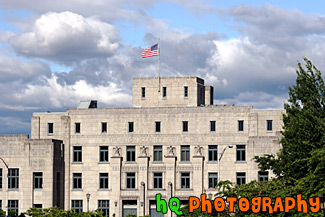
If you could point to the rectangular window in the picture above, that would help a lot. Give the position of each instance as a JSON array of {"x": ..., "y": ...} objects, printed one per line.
[
  {"x": 13, "y": 179},
  {"x": 164, "y": 92},
  {"x": 77, "y": 154},
  {"x": 157, "y": 180},
  {"x": 143, "y": 92},
  {"x": 213, "y": 180},
  {"x": 240, "y": 153},
  {"x": 185, "y": 91},
  {"x": 13, "y": 205},
  {"x": 263, "y": 176},
  {"x": 50, "y": 128},
  {"x": 103, "y": 205},
  {"x": 185, "y": 126},
  {"x": 104, "y": 127},
  {"x": 130, "y": 180},
  {"x": 240, "y": 126},
  {"x": 76, "y": 205},
  {"x": 185, "y": 153},
  {"x": 103, "y": 153},
  {"x": 157, "y": 126},
  {"x": 38, "y": 180},
  {"x": 130, "y": 153},
  {"x": 213, "y": 153},
  {"x": 77, "y": 181},
  {"x": 103, "y": 180},
  {"x": 240, "y": 178},
  {"x": 157, "y": 153},
  {"x": 185, "y": 180},
  {"x": 77, "y": 127},
  {"x": 269, "y": 125},
  {"x": 212, "y": 126},
  {"x": 131, "y": 127}
]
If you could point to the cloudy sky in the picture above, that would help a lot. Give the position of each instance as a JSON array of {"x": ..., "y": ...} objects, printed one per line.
[{"x": 55, "y": 53}]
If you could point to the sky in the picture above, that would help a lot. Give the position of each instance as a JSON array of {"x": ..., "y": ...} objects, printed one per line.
[{"x": 54, "y": 54}]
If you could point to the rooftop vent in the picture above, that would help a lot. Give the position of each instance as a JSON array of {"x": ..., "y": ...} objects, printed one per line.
[{"x": 87, "y": 104}]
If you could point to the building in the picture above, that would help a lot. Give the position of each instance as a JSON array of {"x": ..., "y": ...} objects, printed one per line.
[{"x": 168, "y": 142}]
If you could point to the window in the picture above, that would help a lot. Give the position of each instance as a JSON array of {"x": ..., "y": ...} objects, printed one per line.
[
  {"x": 130, "y": 180},
  {"x": 103, "y": 153},
  {"x": 241, "y": 178},
  {"x": 130, "y": 153},
  {"x": 185, "y": 153},
  {"x": 157, "y": 127},
  {"x": 76, "y": 205},
  {"x": 157, "y": 180},
  {"x": 240, "y": 126},
  {"x": 240, "y": 153},
  {"x": 213, "y": 153},
  {"x": 77, "y": 181},
  {"x": 185, "y": 126},
  {"x": 143, "y": 92},
  {"x": 13, "y": 205},
  {"x": 269, "y": 125},
  {"x": 103, "y": 180},
  {"x": 77, "y": 127},
  {"x": 157, "y": 153},
  {"x": 103, "y": 205},
  {"x": 185, "y": 91},
  {"x": 213, "y": 180},
  {"x": 50, "y": 128},
  {"x": 13, "y": 179},
  {"x": 185, "y": 180},
  {"x": 104, "y": 127},
  {"x": 38, "y": 180},
  {"x": 212, "y": 126},
  {"x": 263, "y": 176},
  {"x": 77, "y": 154},
  {"x": 131, "y": 127},
  {"x": 164, "y": 92}
]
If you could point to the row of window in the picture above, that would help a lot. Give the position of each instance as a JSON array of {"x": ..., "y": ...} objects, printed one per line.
[
  {"x": 158, "y": 153},
  {"x": 269, "y": 126}
]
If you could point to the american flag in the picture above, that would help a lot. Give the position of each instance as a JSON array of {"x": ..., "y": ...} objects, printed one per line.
[{"x": 150, "y": 51}]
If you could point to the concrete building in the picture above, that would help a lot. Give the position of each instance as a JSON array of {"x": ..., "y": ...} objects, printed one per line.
[{"x": 168, "y": 142}]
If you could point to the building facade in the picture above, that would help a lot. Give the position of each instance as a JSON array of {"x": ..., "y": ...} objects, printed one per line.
[{"x": 168, "y": 142}]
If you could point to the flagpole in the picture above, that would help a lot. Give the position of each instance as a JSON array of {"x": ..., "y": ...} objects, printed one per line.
[{"x": 159, "y": 65}]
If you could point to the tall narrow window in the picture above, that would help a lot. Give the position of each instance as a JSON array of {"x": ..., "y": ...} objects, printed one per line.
[
  {"x": 269, "y": 126},
  {"x": 157, "y": 126},
  {"x": 157, "y": 180},
  {"x": 50, "y": 128},
  {"x": 185, "y": 180},
  {"x": 77, "y": 154},
  {"x": 38, "y": 180},
  {"x": 77, "y": 181},
  {"x": 213, "y": 153},
  {"x": 13, "y": 179},
  {"x": 77, "y": 127},
  {"x": 104, "y": 127},
  {"x": 103, "y": 154},
  {"x": 130, "y": 153},
  {"x": 185, "y": 91},
  {"x": 185, "y": 126},
  {"x": 185, "y": 153},
  {"x": 143, "y": 92},
  {"x": 157, "y": 153},
  {"x": 212, "y": 126},
  {"x": 130, "y": 180},
  {"x": 164, "y": 92},
  {"x": 131, "y": 127},
  {"x": 103, "y": 180},
  {"x": 240, "y": 126},
  {"x": 240, "y": 153}
]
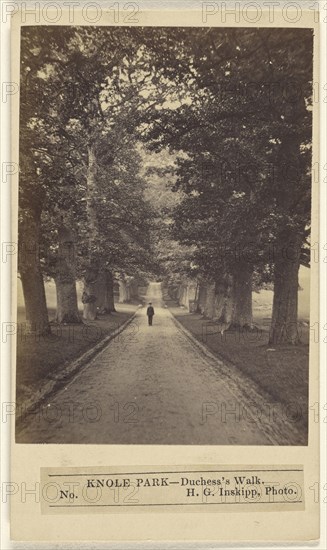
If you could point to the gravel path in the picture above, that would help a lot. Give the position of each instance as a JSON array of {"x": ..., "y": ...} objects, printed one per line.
[{"x": 150, "y": 385}]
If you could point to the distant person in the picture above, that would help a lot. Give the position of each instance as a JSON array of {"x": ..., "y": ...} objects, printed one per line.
[{"x": 150, "y": 314}]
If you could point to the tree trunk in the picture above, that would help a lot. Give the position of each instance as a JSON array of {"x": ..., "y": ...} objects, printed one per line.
[
  {"x": 242, "y": 297},
  {"x": 220, "y": 298},
  {"x": 284, "y": 328},
  {"x": 105, "y": 292},
  {"x": 209, "y": 306},
  {"x": 89, "y": 297},
  {"x": 67, "y": 308},
  {"x": 123, "y": 295},
  {"x": 31, "y": 275},
  {"x": 201, "y": 297}
]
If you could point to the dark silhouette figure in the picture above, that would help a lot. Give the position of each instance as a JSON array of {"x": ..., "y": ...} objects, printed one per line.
[{"x": 150, "y": 314}]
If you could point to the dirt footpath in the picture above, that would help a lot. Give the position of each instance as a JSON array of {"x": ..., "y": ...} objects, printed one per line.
[{"x": 154, "y": 385}]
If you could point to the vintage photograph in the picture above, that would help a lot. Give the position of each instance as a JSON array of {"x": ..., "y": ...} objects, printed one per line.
[{"x": 164, "y": 235}]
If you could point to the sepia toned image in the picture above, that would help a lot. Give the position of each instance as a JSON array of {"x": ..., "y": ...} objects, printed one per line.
[{"x": 164, "y": 235}]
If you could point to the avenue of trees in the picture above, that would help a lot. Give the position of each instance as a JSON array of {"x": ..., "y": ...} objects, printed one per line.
[{"x": 221, "y": 118}]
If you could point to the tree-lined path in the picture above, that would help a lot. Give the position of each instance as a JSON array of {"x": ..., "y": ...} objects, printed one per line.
[{"x": 150, "y": 386}]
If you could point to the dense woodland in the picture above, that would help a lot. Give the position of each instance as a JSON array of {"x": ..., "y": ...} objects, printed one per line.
[{"x": 181, "y": 155}]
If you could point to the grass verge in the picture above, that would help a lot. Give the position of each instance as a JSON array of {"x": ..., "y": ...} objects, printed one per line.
[
  {"x": 280, "y": 371},
  {"x": 39, "y": 359}
]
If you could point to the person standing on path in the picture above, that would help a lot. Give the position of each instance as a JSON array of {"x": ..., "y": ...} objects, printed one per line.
[{"x": 150, "y": 314}]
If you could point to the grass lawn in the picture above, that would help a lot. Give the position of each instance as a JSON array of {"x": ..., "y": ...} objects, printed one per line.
[
  {"x": 40, "y": 358},
  {"x": 281, "y": 371}
]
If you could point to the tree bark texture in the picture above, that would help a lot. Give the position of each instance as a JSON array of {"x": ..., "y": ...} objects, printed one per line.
[
  {"x": 65, "y": 279},
  {"x": 31, "y": 275}
]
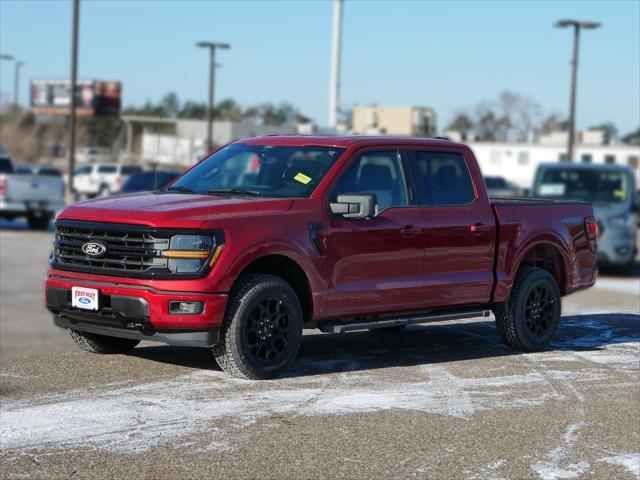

◆ ◆ ◆ ◆

● **Task requirements**:
Scale everything from the line containing "If you could point to the tree bark" down to the last of the lines by writing those lines out again, requests included, with each x and y coordinate in the answers multiplied by 2.05 and rounded to a whole number, halves rounding up. Leave the pictures out.

● **Reply**:
If you could point to the tree bark texture in the picture above, that would help a lot. Give the position of each instance as a JSON array of {"x": ..., "y": ...} objects, printed one per line.
[
  {"x": 133, "y": 572},
  {"x": 64, "y": 564}
]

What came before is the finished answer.